• _EXERCISE PROMPT_: Extract the full set of records, then give each one again exactly.

● ● ● ● ● ● ●

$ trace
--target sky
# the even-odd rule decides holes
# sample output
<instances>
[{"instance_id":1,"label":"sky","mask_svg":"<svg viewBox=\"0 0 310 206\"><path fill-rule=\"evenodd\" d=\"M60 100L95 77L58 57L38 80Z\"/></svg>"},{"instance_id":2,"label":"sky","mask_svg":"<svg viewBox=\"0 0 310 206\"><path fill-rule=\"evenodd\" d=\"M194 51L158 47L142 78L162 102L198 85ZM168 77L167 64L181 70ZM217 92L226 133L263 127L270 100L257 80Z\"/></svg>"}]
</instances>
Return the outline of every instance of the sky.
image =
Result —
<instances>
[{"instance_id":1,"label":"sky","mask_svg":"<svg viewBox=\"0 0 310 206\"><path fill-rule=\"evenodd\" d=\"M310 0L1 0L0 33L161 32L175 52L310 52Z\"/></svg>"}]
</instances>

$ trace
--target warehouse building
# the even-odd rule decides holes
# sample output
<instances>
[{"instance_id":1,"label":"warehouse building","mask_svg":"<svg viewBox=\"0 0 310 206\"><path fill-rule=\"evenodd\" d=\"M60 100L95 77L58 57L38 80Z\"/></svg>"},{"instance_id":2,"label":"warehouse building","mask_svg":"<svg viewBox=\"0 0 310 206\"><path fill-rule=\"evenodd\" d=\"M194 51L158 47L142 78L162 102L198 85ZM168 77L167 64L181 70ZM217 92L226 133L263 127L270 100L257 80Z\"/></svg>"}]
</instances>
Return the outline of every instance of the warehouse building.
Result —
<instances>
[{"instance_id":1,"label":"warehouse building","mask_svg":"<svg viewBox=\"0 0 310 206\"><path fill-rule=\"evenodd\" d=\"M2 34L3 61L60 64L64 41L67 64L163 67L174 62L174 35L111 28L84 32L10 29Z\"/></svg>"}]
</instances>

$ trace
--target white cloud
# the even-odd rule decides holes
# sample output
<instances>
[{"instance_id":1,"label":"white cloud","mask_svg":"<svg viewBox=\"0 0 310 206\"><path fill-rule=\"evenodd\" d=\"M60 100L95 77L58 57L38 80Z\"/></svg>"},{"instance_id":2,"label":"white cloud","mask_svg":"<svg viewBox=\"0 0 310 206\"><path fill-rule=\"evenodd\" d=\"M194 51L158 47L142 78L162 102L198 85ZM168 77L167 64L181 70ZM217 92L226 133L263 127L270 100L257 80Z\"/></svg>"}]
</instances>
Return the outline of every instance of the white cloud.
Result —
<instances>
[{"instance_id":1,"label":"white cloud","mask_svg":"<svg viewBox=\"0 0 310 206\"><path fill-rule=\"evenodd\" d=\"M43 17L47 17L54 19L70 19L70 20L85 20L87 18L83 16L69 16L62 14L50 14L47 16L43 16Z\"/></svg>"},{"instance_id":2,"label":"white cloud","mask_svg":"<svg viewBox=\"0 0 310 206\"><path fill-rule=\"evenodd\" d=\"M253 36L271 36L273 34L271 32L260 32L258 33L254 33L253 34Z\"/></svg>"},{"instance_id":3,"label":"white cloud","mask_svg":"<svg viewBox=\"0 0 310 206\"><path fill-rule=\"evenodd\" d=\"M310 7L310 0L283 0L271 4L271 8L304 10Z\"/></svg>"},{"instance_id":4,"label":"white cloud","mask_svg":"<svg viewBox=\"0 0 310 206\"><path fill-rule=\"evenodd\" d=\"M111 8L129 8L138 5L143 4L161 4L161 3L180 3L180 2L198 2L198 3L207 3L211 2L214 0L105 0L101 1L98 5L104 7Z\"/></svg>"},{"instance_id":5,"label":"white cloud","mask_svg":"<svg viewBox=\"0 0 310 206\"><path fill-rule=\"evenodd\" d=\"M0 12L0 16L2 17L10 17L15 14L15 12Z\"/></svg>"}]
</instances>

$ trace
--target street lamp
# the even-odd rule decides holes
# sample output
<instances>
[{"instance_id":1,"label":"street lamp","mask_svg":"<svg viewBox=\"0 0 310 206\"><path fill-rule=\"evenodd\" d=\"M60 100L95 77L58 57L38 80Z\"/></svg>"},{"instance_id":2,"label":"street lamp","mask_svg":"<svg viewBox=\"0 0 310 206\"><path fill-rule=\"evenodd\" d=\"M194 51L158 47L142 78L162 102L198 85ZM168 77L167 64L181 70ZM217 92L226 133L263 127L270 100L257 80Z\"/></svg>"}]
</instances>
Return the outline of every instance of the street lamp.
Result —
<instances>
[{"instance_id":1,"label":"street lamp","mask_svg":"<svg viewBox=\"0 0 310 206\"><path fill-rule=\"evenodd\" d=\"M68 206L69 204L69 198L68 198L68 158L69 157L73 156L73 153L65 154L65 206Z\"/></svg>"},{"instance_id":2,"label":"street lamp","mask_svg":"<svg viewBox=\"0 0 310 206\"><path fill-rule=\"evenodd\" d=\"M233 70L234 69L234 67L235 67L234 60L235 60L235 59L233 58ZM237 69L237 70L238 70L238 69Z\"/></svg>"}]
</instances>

● ● ● ● ● ● ●

• _RESPONSE TO THE TASK_:
$ trace
--target sky
# the even-odd rule decides holes
# sample output
<instances>
[{"instance_id":1,"label":"sky","mask_svg":"<svg viewBox=\"0 0 310 206\"><path fill-rule=\"evenodd\" d=\"M60 100L95 77L58 57L38 80Z\"/></svg>"},{"instance_id":2,"label":"sky","mask_svg":"<svg viewBox=\"0 0 310 206\"><path fill-rule=\"evenodd\" d=\"M194 51L158 47L142 78L162 102L198 85ZM168 77L167 64L181 70ZM217 92L226 133L263 127L270 100L257 80Z\"/></svg>"}]
</instances>
Return the outline of every instance of the sky.
image =
Result —
<instances>
[{"instance_id":1,"label":"sky","mask_svg":"<svg viewBox=\"0 0 310 206\"><path fill-rule=\"evenodd\" d=\"M310 0L1 0L0 33L161 32L175 52L310 52Z\"/></svg>"}]
</instances>

$ trace
--target warehouse building
# the even-odd rule decides holes
# sample output
<instances>
[{"instance_id":1,"label":"warehouse building","mask_svg":"<svg viewBox=\"0 0 310 206\"><path fill-rule=\"evenodd\" d=\"M60 100L95 77L58 57L38 80Z\"/></svg>"},{"instance_id":2,"label":"warehouse building","mask_svg":"<svg viewBox=\"0 0 310 206\"><path fill-rule=\"evenodd\" d=\"M194 51L158 47L142 78L162 102L198 85ZM168 77L167 64L181 70ZM217 92L226 133L263 127L270 100L257 80Z\"/></svg>"}]
</instances>
Return the outline of every instance of the warehouse building.
Result —
<instances>
[{"instance_id":1,"label":"warehouse building","mask_svg":"<svg viewBox=\"0 0 310 206\"><path fill-rule=\"evenodd\" d=\"M2 34L3 61L60 64L64 41L67 64L163 67L174 62L174 35L111 28L84 32L10 29Z\"/></svg>"}]
</instances>

$ trace
--target white cloud
# the even-odd rule decides holes
# sample output
<instances>
[{"instance_id":1,"label":"white cloud","mask_svg":"<svg viewBox=\"0 0 310 206\"><path fill-rule=\"evenodd\" d=\"M60 100L95 77L58 57L38 80Z\"/></svg>"},{"instance_id":2,"label":"white cloud","mask_svg":"<svg viewBox=\"0 0 310 206\"><path fill-rule=\"evenodd\" d=\"M194 51L158 47L142 78L162 102L198 85ZM168 77L167 64L181 70ZM217 92L226 133L263 127L270 100L257 80Z\"/></svg>"}]
</instances>
Return the outline of every instance of the white cloud.
Result —
<instances>
[{"instance_id":1,"label":"white cloud","mask_svg":"<svg viewBox=\"0 0 310 206\"><path fill-rule=\"evenodd\" d=\"M43 17L47 17L54 19L70 19L70 20L85 20L87 18L83 16L69 16L62 14L50 14L47 16L43 16Z\"/></svg>"},{"instance_id":2,"label":"white cloud","mask_svg":"<svg viewBox=\"0 0 310 206\"><path fill-rule=\"evenodd\" d=\"M253 36L271 36L273 34L271 32L260 32L258 33L254 33L253 34Z\"/></svg>"},{"instance_id":3,"label":"white cloud","mask_svg":"<svg viewBox=\"0 0 310 206\"><path fill-rule=\"evenodd\" d=\"M310 7L310 0L283 0L271 4L271 8L304 10Z\"/></svg>"},{"instance_id":4,"label":"white cloud","mask_svg":"<svg viewBox=\"0 0 310 206\"><path fill-rule=\"evenodd\" d=\"M111 8L129 8L138 5L143 4L161 4L161 3L180 3L180 2L198 2L198 3L207 3L211 2L214 0L105 0L101 1L98 5L104 7Z\"/></svg>"},{"instance_id":5,"label":"white cloud","mask_svg":"<svg viewBox=\"0 0 310 206\"><path fill-rule=\"evenodd\" d=\"M0 12L0 16L2 17L10 17L15 14L15 12Z\"/></svg>"}]
</instances>

$ trace
--target street lamp
# the even-odd rule decides holes
# sample output
<instances>
[{"instance_id":1,"label":"street lamp","mask_svg":"<svg viewBox=\"0 0 310 206\"><path fill-rule=\"evenodd\" d=\"M60 100L95 77L58 57L38 80Z\"/></svg>"},{"instance_id":2,"label":"street lamp","mask_svg":"<svg viewBox=\"0 0 310 206\"><path fill-rule=\"evenodd\" d=\"M194 51L158 47L142 78L162 102L198 85ZM168 77L167 64L181 70ZM217 92L226 133L263 127L270 100L257 80Z\"/></svg>"}]
</instances>
Return the outline of every instance of the street lamp.
Result —
<instances>
[{"instance_id":1,"label":"street lamp","mask_svg":"<svg viewBox=\"0 0 310 206\"><path fill-rule=\"evenodd\" d=\"M68 206L69 204L69 198L68 198L68 158L69 157L73 156L73 153L65 154L65 206Z\"/></svg>"},{"instance_id":2,"label":"street lamp","mask_svg":"<svg viewBox=\"0 0 310 206\"><path fill-rule=\"evenodd\" d=\"M233 70L234 69L234 67L235 67L234 60L235 60L235 59L233 58ZM237 69L237 70L238 70L238 69Z\"/></svg>"}]
</instances>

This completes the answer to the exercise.